[Object pointing dataset records]
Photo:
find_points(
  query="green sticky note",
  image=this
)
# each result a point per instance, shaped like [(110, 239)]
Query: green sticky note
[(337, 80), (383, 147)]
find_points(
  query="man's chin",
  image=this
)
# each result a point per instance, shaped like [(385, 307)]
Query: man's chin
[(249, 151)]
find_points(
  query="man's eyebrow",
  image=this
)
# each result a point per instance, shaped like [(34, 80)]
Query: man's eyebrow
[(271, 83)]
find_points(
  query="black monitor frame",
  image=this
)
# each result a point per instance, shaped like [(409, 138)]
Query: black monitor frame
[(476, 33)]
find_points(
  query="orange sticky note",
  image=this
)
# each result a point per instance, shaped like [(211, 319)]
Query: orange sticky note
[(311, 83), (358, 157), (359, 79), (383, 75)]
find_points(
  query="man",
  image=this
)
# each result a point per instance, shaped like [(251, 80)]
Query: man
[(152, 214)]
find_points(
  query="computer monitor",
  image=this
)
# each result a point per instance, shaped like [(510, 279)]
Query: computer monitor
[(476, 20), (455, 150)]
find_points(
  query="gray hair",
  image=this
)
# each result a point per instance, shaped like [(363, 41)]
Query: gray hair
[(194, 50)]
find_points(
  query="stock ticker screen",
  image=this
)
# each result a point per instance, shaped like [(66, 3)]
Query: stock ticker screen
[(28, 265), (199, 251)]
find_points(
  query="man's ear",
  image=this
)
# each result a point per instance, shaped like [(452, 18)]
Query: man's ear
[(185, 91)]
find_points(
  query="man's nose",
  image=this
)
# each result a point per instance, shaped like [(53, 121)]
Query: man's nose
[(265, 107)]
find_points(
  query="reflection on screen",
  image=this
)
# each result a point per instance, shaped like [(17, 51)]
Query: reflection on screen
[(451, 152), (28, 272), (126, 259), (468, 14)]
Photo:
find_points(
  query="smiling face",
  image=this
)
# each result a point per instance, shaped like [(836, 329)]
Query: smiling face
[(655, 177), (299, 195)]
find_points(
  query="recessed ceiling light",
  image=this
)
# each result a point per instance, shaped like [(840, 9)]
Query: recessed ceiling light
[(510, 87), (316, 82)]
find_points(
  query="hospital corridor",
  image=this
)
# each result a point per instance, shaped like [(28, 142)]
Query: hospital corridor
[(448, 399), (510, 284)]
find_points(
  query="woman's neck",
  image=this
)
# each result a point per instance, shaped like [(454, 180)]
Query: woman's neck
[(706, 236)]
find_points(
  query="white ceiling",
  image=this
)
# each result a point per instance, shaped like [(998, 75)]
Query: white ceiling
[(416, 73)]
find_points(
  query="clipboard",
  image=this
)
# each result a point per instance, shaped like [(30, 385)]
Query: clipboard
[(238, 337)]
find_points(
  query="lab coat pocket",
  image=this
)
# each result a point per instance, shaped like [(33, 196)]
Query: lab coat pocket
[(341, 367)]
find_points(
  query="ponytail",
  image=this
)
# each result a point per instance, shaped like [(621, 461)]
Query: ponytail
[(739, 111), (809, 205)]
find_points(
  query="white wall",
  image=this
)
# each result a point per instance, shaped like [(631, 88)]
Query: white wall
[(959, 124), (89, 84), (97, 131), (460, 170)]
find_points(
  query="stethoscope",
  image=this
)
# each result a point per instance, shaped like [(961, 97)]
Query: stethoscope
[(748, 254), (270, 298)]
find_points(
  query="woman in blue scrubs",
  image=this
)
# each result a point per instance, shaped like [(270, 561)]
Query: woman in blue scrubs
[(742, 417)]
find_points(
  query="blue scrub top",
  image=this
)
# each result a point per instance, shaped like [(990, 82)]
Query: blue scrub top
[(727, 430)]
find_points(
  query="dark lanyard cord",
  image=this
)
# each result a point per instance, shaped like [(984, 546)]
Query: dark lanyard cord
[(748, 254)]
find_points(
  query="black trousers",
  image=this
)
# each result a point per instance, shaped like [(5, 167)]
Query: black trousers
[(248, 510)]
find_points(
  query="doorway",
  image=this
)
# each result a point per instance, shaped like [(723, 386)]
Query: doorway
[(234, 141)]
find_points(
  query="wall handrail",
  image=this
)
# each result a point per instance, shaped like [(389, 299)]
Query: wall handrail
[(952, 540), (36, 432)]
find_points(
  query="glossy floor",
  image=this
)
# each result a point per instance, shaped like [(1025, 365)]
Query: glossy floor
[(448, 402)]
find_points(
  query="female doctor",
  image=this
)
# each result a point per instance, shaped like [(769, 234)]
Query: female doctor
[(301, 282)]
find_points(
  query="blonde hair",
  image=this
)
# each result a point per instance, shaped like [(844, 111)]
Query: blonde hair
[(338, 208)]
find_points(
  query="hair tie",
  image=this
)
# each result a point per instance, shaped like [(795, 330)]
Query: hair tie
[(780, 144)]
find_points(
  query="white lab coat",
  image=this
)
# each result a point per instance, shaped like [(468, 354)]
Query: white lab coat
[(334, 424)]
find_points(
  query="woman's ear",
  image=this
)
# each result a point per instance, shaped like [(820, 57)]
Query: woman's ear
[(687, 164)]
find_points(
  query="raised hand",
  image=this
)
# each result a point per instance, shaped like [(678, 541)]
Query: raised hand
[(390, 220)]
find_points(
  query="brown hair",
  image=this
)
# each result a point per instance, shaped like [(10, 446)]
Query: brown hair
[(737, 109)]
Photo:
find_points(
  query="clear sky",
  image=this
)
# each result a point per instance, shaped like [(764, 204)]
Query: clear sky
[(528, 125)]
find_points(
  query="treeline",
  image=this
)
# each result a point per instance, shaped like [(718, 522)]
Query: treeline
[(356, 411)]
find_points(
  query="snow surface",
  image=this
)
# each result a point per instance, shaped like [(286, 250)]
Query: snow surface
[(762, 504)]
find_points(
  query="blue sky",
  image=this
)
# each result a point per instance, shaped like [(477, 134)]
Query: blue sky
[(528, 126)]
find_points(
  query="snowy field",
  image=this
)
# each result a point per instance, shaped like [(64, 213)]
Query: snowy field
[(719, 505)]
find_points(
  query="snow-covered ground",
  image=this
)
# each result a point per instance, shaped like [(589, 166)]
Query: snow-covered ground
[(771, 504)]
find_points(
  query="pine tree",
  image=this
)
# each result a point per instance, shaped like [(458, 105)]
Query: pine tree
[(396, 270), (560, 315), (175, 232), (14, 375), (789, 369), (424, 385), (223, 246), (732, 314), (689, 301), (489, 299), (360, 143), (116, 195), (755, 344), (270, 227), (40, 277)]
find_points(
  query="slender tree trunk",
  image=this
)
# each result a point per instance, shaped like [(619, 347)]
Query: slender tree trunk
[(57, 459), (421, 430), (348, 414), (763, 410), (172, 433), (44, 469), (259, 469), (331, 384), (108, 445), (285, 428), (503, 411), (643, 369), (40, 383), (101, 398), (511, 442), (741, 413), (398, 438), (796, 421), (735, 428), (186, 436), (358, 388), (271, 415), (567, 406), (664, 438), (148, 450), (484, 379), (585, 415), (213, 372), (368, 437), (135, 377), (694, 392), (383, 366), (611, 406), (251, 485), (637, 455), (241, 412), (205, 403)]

» **YOUR TASK**
Rewrite every line of the records above as a numbered list, omitting any blank lines.

» **TASK SOLUTION**
1. Photo:
2. find_points(
3.   query="green sticky note",
4.   image=this
5. )
6. # each result a point per instance, shaped like [(110, 239)]
7. Query: green sticky note
8. [(337, 80), (383, 147)]
9. find_points(
10.   query="man's chin",
11.   image=this
12. )
13. # each result a point per instance, shaped like [(385, 307)]
14. Query: man's chin
15. [(249, 151)]
16. find_points(
17.   query="man's eyebrow",
18.   image=this
19. )
20. # each result a point per instance, shaped like [(34, 80)]
21. Query: man's eyebrow
22. [(271, 83)]
23. find_points(
24.   query="black monitor frame",
25.   image=this
26. )
27. # each result a point per instance, shaped like [(409, 138)]
28. Query: black monitor frame
29. [(476, 33)]
30. find_points(
31.   query="orange sticky note",
32.   image=this
33. )
34. # each result a point per instance, shaped like [(211, 319)]
35. Query: orange sticky note
36. [(311, 83), (358, 157), (359, 79), (383, 75)]
37. find_points(
38.   query="man",
39.   image=this
40. )
41. # each result a point per instance, shaped like [(251, 80)]
42. Query: man
43. [(152, 214)]
44. find_points(
45.   query="computer monitor",
46.   image=this
47. )
48. # each result a point per instance, shaped like [(510, 279)]
49. Query: computer monitor
50. [(476, 20), (455, 150)]
51. find_points(
52.   query="gray hair",
53.   image=this
54. )
55. # each result a point per instance, shaped like [(363, 41)]
56. Query: gray hair
57. [(194, 50)]
58. find_points(
59.   query="stock ticker screen",
60.   image=this
61. )
62. # each result a point per instance, shaped like [(66, 3)]
63. Query: stock ticker screen
64. [(28, 265), (199, 251)]
65. find_points(
66.   query="man's ear",
67.   image=this
68. )
69. # each result a point per instance, shaped like [(452, 18)]
70. Query: man's ear
71. [(185, 91)]
72. find_points(
73.   query="man's nose",
74.   image=this
75. )
76. # each result a point per instance, shaped like [(53, 121)]
77. Query: man's nose
78. [(265, 107)]
79. find_points(
80.   query="reflection on screen",
81.   image=this
82. )
83. # each result a point per instance, shaped like [(17, 51)]
84. Query: reflection on screen
85. [(451, 152), (28, 272), (126, 259), (468, 14)]
86. Photo:
87. find_points(
88.   query="smiling face",
89.   image=this
90. )
91. # each result a point per instance, shaped like [(836, 329)]
92. Query: smiling face
93. [(655, 177), (299, 195)]
94. find_points(
95.   query="recessed ceiling light",
96.   image=this
97. )
98. # each result a point per instance, shaped like [(840, 9)]
99. Query: recessed ceiling light
100. [(510, 87), (316, 82)]
101. find_points(
102.   query="hospital corridor",
103.   image=this
104. )
105. # each result a point per instance, shaped like [(28, 142)]
106. Query: hospital corridor
107. [(448, 399), (510, 284)]
108. find_points(
109.   query="woman's neck",
110.   image=this
111. )
112. # each result a point per instance, shaped like [(454, 180)]
113. Query: woman's neck
114. [(706, 236)]
115. find_points(
116.   query="white ceiling",
117.   image=this
118. )
119. # each result a point per instance, shaped like [(998, 75)]
120. Query: white ceiling
121. [(416, 73)]
122. find_points(
123.   query="clipboard",
124.   image=this
125. )
126. # each result a point per instance, shaped like [(30, 385)]
127. Query: clipboard
128. [(238, 337)]
129. find_points(
130.   query="lab coat pocket",
131.   image=this
132. )
133. # each result a point per instance, shaped like [(33, 196)]
134. Query: lab coat pocket
135. [(341, 367)]
136. find_points(
137.   query="ponytail",
138.   image=this
139. )
140. # each result a point per instance, shaped like [(621, 461)]
141. Query: ponytail
142. [(739, 111), (809, 205)]
143. find_points(
144.   query="white wall",
145.   image=this
146. )
147. # each result a point per instance, shaped like [(631, 88)]
148. Query: white wall
149. [(959, 124), (89, 84), (97, 131), (460, 170)]
150. find_points(
151.   query="stethoscope",
152.   image=this
153. )
154. # each result a point per instance, shaped like [(961, 97)]
155. Query: stethoscope
156. [(748, 254), (270, 298)]
157. find_points(
158.   query="woman in blue scrubs",
159.   image=this
160. )
161. # each result a point per instance, shaped like [(270, 561)]
162. Query: woman in blue scrubs
163. [(742, 417)]
164. find_points(
165.   query="blue scrub top",
166.   image=this
167. )
168. # each result a point per instance, shaped like [(990, 82)]
169. Query: blue scrub top
170. [(727, 430)]
171. find_points(
172.   query="dark lanyard cord",
173.   image=this
174. )
175. # each result a point per instance, shaped like [(984, 546)]
176. Query: dark lanyard cord
177. [(748, 254)]
178. find_points(
179.   query="black trousers",
180.   image=this
181. )
182. # each result a point per instance, shaped like [(5, 167)]
183. Query: black trousers
184. [(248, 510)]
185. find_points(
186.   query="doorway",
187.   image=this
188. )
189. # each result a point per instance, shaped like [(723, 386)]
190. Query: doorway
191. [(234, 141)]
192. find_points(
193.   query="wall handrail",
194.   image=this
195. )
196. # each result a point per instance, shaped like [(389, 299)]
197. Query: wall handrail
198. [(952, 540), (36, 432)]
199. find_points(
200.   query="glossy floor",
201.   image=this
202. )
203. # each result a point per instance, shaped like [(1025, 365)]
204. Query: glossy floor
205. [(448, 402)]
206. find_points(
207.   query="female doctor",
208.   image=this
209. )
210. # each result a point per instance, shaped like [(769, 234)]
211. Query: female doctor
212. [(301, 282)]
213. find_points(
214.   query="blonde hair",
215.   image=this
216. )
217. # each result a point per instance, shaped like [(844, 111)]
218. Query: blonde hair
219. [(338, 208)]
220. find_points(
221.   query="hair tie",
222.   image=this
223. )
224. # each result a point per instance, shaped like [(795, 330)]
225. Query: hair tie
226. [(780, 144)]
227. find_points(
228.   query="white lab coat",
229.   image=this
230. )
231. # each result a point per instance, shaped like [(468, 354)]
232. Query: white lab coat
233. [(334, 424)]
234. find_points(
235.   query="woman's ear",
236.   image=this
237. )
238. # each result a point per instance, shaped like [(820, 57)]
239. Query: woman's ear
240. [(687, 164)]
241. find_points(
242.   query="raised hand",
243.   image=this
244. )
245. # each result a point per instance, shaped like [(678, 541)]
246. Query: raised hand
247. [(390, 220)]
248. find_points(
249.   query="brown hair",
250.   image=this
251. )
252. # each result a point per instance, shaped like [(10, 446)]
253. Query: brown hair
254. [(737, 109)]
255. Photo:
256. find_points(
257.   query="clear sky",
258.   image=this
259. )
260. # each result a point per instance, shaped like [(764, 204)]
261. Query: clear sky
262. [(528, 125)]
263. find_points(
264.   query="treeline",
265.   image=this
266. )
267. # each result a point per instance, shaped like [(718, 522)]
268. Query: treeline
269. [(356, 411)]
270. find_points(
271.   query="snow surface",
272.   image=this
273. )
274. # each result a point per instance, shaped like [(286, 250)]
275. Query: snow surface
276. [(762, 504)]
277. find_points(
278.   query="blue sky",
279.   image=this
280. )
281. # each result a point per instance, shaped like [(477, 134)]
282. Query: blue sky
283. [(528, 126)]
284. find_points(
285.   query="snowy field",
286.   image=this
287. )
288. # each result a point per instance, shaped like [(64, 213)]
289. Query: snowy field
290. [(719, 505)]
291. find_points(
292.   query="snow-covered ground",
293.   image=this
294. )
295. # each result a point per instance, shaped like [(589, 166)]
296. Query: snow-covered ground
297. [(771, 504)]
298. find_points(
299.   query="pine tree",
300.   image=this
301. )
302. # each result a point per instance, shaped like [(458, 105)]
303. Query: pine tree
304. [(396, 270), (560, 315), (175, 232), (14, 375), (789, 369), (424, 385), (223, 246), (732, 314), (689, 301), (489, 299), (360, 143), (116, 195), (755, 344), (270, 227), (40, 277)]
305. find_points(
306.   query="slender tree trunk",
307.   image=this
308. )
309. # each result a point per instance, shaped like [(619, 347)]
310. Query: slender tree trunk
311. [(57, 459), (421, 430), (348, 414), (763, 410), (172, 433), (44, 469), (259, 469), (331, 384), (108, 445), (285, 428), (503, 411), (643, 369), (40, 383), (101, 398), (511, 442), (741, 413), (398, 438), (796, 421), (735, 428), (186, 436), (358, 388), (271, 415), (567, 406), (664, 438), (148, 450), (484, 379), (585, 415), (213, 372), (368, 437), (135, 377), (694, 392), (383, 366), (611, 406), (251, 485), (637, 455), (241, 412), (205, 403)]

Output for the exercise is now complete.